Return, exactly, the line that contains "Where can the man in light" together with all lines after it to the end of the entries, and no further lines.

* Input material
## start

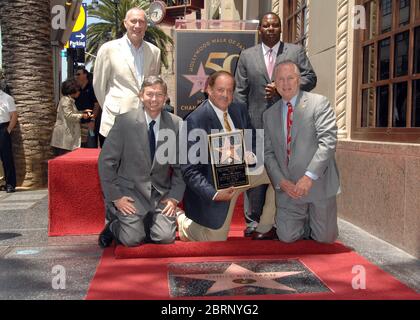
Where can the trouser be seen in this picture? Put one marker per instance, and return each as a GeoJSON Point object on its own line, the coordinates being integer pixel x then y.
{"type": "Point", "coordinates": [142, 227]}
{"type": "Point", "coordinates": [192, 231]}
{"type": "Point", "coordinates": [292, 215]}
{"type": "Point", "coordinates": [6, 155]}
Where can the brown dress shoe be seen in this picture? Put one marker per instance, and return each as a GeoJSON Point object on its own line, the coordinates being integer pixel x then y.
{"type": "Point", "coordinates": [270, 235]}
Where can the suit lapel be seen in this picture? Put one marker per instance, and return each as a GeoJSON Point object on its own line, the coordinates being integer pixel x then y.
{"type": "Point", "coordinates": [143, 135]}
{"type": "Point", "coordinates": [129, 59]}
{"type": "Point", "coordinates": [298, 111]}
{"type": "Point", "coordinates": [212, 116]}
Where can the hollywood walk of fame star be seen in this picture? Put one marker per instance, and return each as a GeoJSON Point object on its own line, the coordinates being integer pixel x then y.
{"type": "Point", "coordinates": [236, 276]}
{"type": "Point", "coordinates": [229, 152]}
{"type": "Point", "coordinates": [198, 80]}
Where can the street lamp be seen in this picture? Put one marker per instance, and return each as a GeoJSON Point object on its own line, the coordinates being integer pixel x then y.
{"type": "Point", "coordinates": [116, 3]}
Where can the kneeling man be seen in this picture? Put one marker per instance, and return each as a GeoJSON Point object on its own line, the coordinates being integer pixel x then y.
{"type": "Point", "coordinates": [139, 172]}
{"type": "Point", "coordinates": [300, 138]}
{"type": "Point", "coordinates": [208, 212]}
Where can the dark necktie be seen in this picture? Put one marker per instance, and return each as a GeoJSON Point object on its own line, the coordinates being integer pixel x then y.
{"type": "Point", "coordinates": [289, 128]}
{"type": "Point", "coordinates": [152, 139]}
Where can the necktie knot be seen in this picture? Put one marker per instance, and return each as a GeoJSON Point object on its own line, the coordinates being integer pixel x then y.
{"type": "Point", "coordinates": [152, 139]}
{"type": "Point", "coordinates": [226, 122]}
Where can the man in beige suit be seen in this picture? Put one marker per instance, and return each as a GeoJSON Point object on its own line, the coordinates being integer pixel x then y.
{"type": "Point", "coordinates": [121, 66]}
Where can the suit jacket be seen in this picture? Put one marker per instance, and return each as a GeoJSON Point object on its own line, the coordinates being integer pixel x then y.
{"type": "Point", "coordinates": [251, 77]}
{"type": "Point", "coordinates": [114, 79]}
{"type": "Point", "coordinates": [200, 189]}
{"type": "Point", "coordinates": [314, 139]}
{"type": "Point", "coordinates": [125, 167]}
{"type": "Point", "coordinates": [66, 132]}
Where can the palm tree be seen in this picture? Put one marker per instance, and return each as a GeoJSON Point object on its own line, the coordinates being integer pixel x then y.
{"type": "Point", "coordinates": [28, 69]}
{"type": "Point", "coordinates": [105, 30]}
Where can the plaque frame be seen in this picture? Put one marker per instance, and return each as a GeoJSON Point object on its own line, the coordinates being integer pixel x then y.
{"type": "Point", "coordinates": [221, 164]}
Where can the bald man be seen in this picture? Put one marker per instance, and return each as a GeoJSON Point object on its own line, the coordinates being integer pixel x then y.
{"type": "Point", "coordinates": [121, 66]}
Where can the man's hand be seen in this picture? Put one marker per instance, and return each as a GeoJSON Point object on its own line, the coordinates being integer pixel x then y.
{"type": "Point", "coordinates": [289, 187]}
{"type": "Point", "coordinates": [170, 208]}
{"type": "Point", "coordinates": [125, 205]}
{"type": "Point", "coordinates": [270, 91]}
{"type": "Point", "coordinates": [225, 194]}
{"type": "Point", "coordinates": [303, 186]}
{"type": "Point", "coordinates": [250, 158]}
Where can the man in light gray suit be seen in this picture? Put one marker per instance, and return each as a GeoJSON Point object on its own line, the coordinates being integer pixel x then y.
{"type": "Point", "coordinates": [139, 172]}
{"type": "Point", "coordinates": [121, 66]}
{"type": "Point", "coordinates": [300, 139]}
{"type": "Point", "coordinates": [256, 89]}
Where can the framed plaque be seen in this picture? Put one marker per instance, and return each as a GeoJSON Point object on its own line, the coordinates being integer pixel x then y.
{"type": "Point", "coordinates": [227, 155]}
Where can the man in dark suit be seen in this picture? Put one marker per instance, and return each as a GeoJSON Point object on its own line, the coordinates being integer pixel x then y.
{"type": "Point", "coordinates": [256, 89]}
{"type": "Point", "coordinates": [300, 141]}
{"type": "Point", "coordinates": [208, 212]}
{"type": "Point", "coordinates": [140, 176]}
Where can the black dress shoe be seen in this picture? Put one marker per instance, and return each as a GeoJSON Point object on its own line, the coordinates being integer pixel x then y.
{"type": "Point", "coordinates": [270, 235]}
{"type": "Point", "coordinates": [106, 237]}
{"type": "Point", "coordinates": [10, 188]}
{"type": "Point", "coordinates": [249, 231]}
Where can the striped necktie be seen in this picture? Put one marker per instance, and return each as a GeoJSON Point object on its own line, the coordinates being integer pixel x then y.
{"type": "Point", "coordinates": [289, 128]}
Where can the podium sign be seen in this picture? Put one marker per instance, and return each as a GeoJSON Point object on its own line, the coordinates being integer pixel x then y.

## end

* Response to the task
Where can the man in light gray suit be seen in this picture? Put one marker per instance, and return each as a GeoJSON Point object on its own line, the coordinates being integer pixel x then y.
{"type": "Point", "coordinates": [139, 172]}
{"type": "Point", "coordinates": [121, 66]}
{"type": "Point", "coordinates": [300, 139]}
{"type": "Point", "coordinates": [256, 89]}
Where can the framed plaque be seen in this picture? Put one marker per instance, and return each as a GeoJSON Point object on its own line, the coordinates being integer pixel x then y.
{"type": "Point", "coordinates": [227, 155]}
Where can the man in dark suit be seen in this picture? Put one marker per instance, and return each as a GeoJSON Point object on its own line, the coordinates being integer pixel x then y.
{"type": "Point", "coordinates": [256, 89]}
{"type": "Point", "coordinates": [300, 141]}
{"type": "Point", "coordinates": [208, 212]}
{"type": "Point", "coordinates": [140, 176]}
Where can the black dress shoe be seen in this picture? Put one marker per instance, and return each as a GeoJSON Point object on its own line, the coordinates being integer pixel x then y.
{"type": "Point", "coordinates": [270, 235]}
{"type": "Point", "coordinates": [106, 237]}
{"type": "Point", "coordinates": [10, 188]}
{"type": "Point", "coordinates": [249, 231]}
Where can the striped necktie be seen in this picture? Put one marker per instance, and return each as a GeoJSON Point object on its own line, the coordinates being integer pixel x then y.
{"type": "Point", "coordinates": [289, 128]}
Where can the podium sign be seen in this picture? Put one marker per instance, and return each as a GeoJSON Point object on its own line, the coordinates being integer pixel x then y.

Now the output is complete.